Prompt:
Could you write out the records below exactly as they appear, leaving out any pictures?

[Natural-language object grounding data]
━━━

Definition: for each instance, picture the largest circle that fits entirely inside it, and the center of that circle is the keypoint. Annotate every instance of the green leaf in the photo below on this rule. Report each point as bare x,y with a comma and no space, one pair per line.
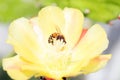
100,10
12,9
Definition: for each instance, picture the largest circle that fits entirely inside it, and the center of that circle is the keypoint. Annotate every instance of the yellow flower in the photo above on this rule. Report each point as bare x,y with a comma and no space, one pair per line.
50,45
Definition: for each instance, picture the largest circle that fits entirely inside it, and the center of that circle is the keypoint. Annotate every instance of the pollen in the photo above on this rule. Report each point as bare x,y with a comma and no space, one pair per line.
57,41
55,37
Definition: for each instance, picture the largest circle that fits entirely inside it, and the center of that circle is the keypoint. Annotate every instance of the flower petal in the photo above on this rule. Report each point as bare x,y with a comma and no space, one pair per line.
13,67
91,45
96,63
73,25
51,19
24,40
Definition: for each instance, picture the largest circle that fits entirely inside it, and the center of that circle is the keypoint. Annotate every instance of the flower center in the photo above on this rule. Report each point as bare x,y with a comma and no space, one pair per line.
55,37
57,40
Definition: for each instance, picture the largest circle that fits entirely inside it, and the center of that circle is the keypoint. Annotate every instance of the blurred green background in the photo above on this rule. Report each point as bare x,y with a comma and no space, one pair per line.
96,10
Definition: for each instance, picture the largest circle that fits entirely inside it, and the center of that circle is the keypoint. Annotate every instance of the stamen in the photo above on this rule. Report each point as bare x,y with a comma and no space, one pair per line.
56,36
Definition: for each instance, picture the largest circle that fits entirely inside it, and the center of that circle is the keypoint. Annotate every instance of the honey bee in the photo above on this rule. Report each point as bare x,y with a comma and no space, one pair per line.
57,36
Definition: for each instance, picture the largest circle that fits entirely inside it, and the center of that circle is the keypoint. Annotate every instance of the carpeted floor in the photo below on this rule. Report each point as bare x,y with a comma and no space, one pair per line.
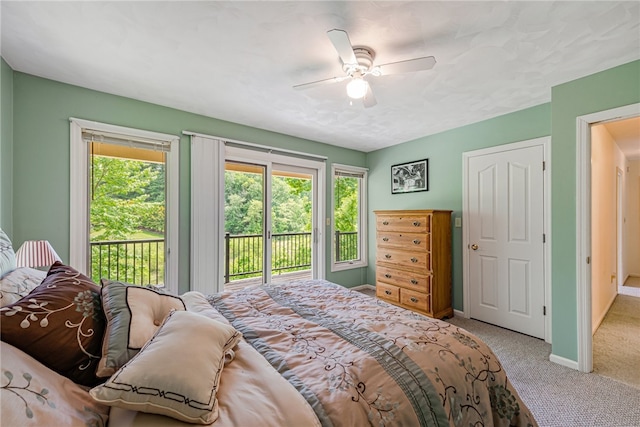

━━━

Reply to the task:
Definition: for each instance, picture the largest circle that fits entirely inside it, and the center of that circle is the keypoint. Annotate every instance of the green leaf in the photo below on this rule. Report each point as bare x,y with a comma and no space, one pair per line.
100,10
12,9
Definition: for each instance, picture the largest circle that fits entirely inside it, and the center of that circle is the keypoint. Annotate every instance of the yellow flower in the photo above on this rule. Report each point as bare x,y with a comma and no space, one pair per line.
50,45
Definition: for each instance, picture the largest circle that fits entirely inside it, and the center of that circle is the keypoint. Annotate every instance of the pollen in the photo above on this rule. Report each point as bare x,y with a comma and no space, one pair per line.
57,41
55,37
Definition: for each instance, picture the largest circle that fits entirely inside it, and the center of that circle is the keypoint. Annotate every instance of the flower petal in the photo above on this rule. Report each point as bare x,y with a comma and no space, one pair per line.
13,67
91,45
96,63
73,25
51,19
24,40
Definition: for each instance, picture the largest circle that fits entirely inside it, and the center of that circle is the keypoint. Annotate every instance of the flower center in the photo above on this rule. Report each point as bare x,y with a comma and no space, one pair per line.
55,37
57,40
Definition: for each instance, picture the largest circle that fits entirely inside it, and the center of that circle is the keypoint. Annotate every instance of the blurred green background in the photo above on this rule. Report each point as bare x,y with a comma and no space, one pair per line.
96,10
Definition: for each instance, picture the largest circle that fits entirely inside it, and the center of that circle is the keypoint. Annotate every instance of the stamen in the photo above on this rule. Report each point as bare x,y with a comma and no space, one pair per line.
56,36
Definition: for each instance, picture the largest circle that fits entirely inside it, and the center of that circle is the keypoint. Annotate every instance of the honey bee in the photo above on this rule. Report each point as bare x,y with a comma and no space, one pair per line.
57,36
Definition: for each instance, picture the largest circle that fits entirely inside it, and the center of that circle is the keypoint. Annotate every instance of the carpeted floor in the photo below on this rule. Report each point as bare x,y with a comma and no space, one pair per line.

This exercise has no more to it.